# Data in this exercise:
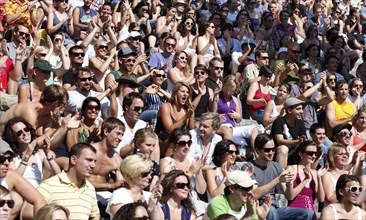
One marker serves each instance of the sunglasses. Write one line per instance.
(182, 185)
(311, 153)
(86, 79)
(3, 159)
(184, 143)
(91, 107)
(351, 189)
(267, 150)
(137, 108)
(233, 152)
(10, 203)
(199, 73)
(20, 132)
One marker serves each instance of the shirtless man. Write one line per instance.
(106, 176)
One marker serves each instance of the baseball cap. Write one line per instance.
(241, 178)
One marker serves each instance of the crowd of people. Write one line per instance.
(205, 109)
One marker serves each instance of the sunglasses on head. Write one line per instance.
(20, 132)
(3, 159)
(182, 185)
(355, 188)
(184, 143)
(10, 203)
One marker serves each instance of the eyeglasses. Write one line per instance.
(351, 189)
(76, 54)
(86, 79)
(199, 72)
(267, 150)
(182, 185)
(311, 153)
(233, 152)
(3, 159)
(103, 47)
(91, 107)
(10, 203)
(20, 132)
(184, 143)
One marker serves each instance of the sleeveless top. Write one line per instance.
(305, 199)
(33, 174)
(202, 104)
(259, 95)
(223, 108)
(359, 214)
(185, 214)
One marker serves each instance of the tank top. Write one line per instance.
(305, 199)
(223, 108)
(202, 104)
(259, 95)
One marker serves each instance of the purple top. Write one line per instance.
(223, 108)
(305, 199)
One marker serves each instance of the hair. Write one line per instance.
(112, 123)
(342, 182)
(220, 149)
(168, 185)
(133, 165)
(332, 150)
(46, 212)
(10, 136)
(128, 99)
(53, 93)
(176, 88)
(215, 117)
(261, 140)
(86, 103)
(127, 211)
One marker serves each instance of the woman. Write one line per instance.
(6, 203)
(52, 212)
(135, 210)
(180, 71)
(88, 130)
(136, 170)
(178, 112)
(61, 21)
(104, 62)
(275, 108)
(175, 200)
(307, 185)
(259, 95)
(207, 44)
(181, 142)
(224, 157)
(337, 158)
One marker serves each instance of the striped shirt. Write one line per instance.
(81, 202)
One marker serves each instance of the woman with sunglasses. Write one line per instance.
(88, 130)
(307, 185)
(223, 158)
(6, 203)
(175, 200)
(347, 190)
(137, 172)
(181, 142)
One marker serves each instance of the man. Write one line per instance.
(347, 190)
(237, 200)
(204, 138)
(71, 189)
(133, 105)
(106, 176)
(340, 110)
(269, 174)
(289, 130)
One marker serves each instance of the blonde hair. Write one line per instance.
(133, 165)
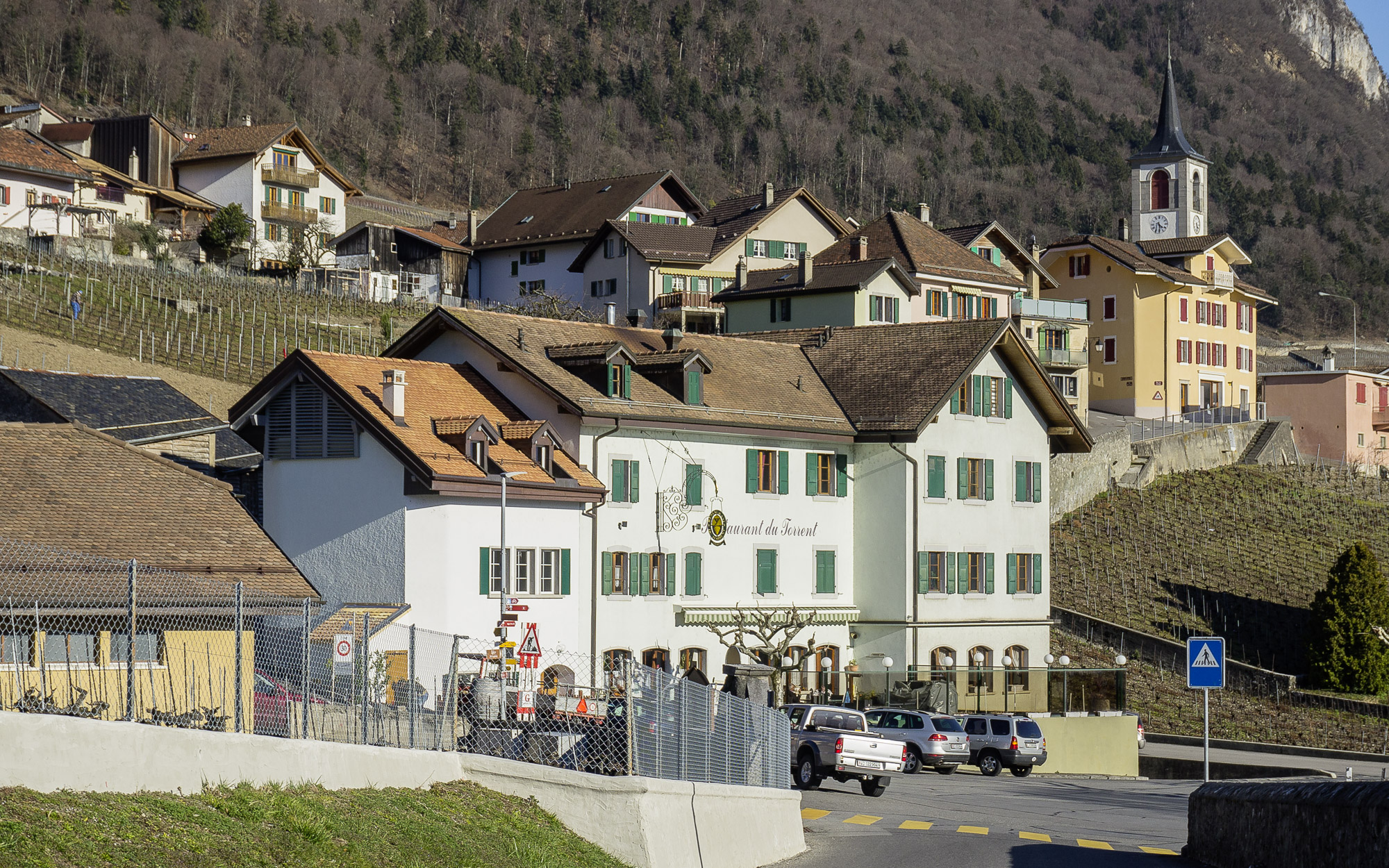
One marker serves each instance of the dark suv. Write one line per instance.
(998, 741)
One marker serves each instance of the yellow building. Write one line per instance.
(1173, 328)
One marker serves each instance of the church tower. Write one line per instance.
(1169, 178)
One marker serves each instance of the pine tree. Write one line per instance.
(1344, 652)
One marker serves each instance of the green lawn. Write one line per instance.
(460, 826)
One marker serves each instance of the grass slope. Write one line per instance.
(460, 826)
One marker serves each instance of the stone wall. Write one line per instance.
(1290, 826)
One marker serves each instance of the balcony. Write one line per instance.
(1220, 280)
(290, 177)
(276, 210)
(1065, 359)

# The problem:
Would you retype all the lines shown above, exactly as written and without any picture?

# Result of this exercise:
One marker serves each instance of the sunglasses. Write one line per instance.
(182, 185)
(311, 153)
(86, 79)
(3, 159)
(184, 143)
(91, 107)
(351, 189)
(267, 150)
(137, 108)
(233, 152)
(10, 203)
(199, 73)
(20, 132)
One marker serves each instance of the shirtless man. Write one line per instance.
(106, 176)
One marker serves each instance of the baseball cap. Write one line per instance.
(241, 178)
One marker serves each instance of the crowd of people. Write one line per instance.
(205, 109)
One marker serves each instance of the sunglasses on head. Write one line per instance.
(20, 132)
(3, 159)
(182, 185)
(355, 188)
(184, 143)
(10, 203)
One marker serves each instance of the eyeglasses. Write one line per instance.
(351, 189)
(76, 54)
(86, 79)
(199, 72)
(267, 150)
(182, 185)
(311, 153)
(233, 152)
(3, 159)
(103, 47)
(91, 107)
(10, 203)
(20, 132)
(184, 143)
One marker serves each instance of the sleeveless top. Write one line per instance.
(305, 199)
(33, 174)
(202, 104)
(259, 95)
(223, 108)
(359, 214)
(185, 214)
One marker serves each instance of the tank top. Write one line per instance.
(305, 199)
(223, 108)
(202, 104)
(259, 95)
One marker serves each instance of the purple top. Write one line per instance.
(223, 108)
(305, 199)
One marker serves each instance of the hair. Write one line per instance.
(112, 123)
(342, 182)
(220, 149)
(168, 185)
(133, 165)
(332, 150)
(46, 212)
(10, 136)
(128, 99)
(53, 93)
(176, 88)
(215, 117)
(261, 140)
(86, 103)
(127, 211)
One marker serves each instance of the woman. Write one line per instance.
(6, 203)
(52, 212)
(135, 210)
(180, 71)
(88, 130)
(136, 170)
(178, 112)
(61, 21)
(104, 62)
(275, 108)
(175, 200)
(307, 185)
(259, 95)
(207, 44)
(181, 142)
(224, 157)
(337, 158)
One marker serves each instance of the striped shirt. Write one line per instance.
(81, 202)
One marker serves each instance of the woman with sunglasses. Write one line per instance.
(88, 130)
(307, 185)
(223, 158)
(6, 203)
(175, 200)
(347, 190)
(137, 172)
(181, 142)
One marker serves each instance of the man. Write one line per instance.
(347, 190)
(237, 200)
(204, 138)
(71, 189)
(133, 105)
(106, 176)
(340, 110)
(269, 174)
(289, 130)
One marker serves each instance of the blonde hair. Write one line per instance.
(133, 165)
One marker serves each instance of the dark suv. Write one line per instance.
(998, 741)
One marker serves each instance of the yellow building. Write one line per instance.
(1173, 328)
One marker serves each instance of the church tower. Write one line per instance.
(1169, 178)
One marker serves each instance of the pine tree. Write one line per instance.
(1344, 652)
One marker serves each instance of the green lawn. Write one line per instance.
(460, 826)
One marker serves each instance of the grass slope. Write one line per instance.
(460, 826)
One marker serves each instance of the stone wall. Write one line per instance.
(1290, 826)
One marker serves each instance of the balcony. Write one line per instance.
(1220, 280)
(290, 177)
(276, 210)
(1065, 359)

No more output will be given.